PROBLEM TO WORK ON ▸ Retype the material below line for line, exactly as it appears.

EXERCISE MATERIAL ▸

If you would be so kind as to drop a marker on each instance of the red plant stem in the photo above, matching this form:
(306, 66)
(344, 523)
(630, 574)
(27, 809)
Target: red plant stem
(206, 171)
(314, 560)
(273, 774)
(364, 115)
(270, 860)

TASK SOLUTION ▸
If you would be so kind as to drop a marker on each instance of the red plant stem in the photo above, matching this form:
(306, 66)
(344, 523)
(630, 574)
(27, 809)
Target: red plant stem
(206, 171)
(314, 560)
(273, 774)
(364, 115)
(270, 860)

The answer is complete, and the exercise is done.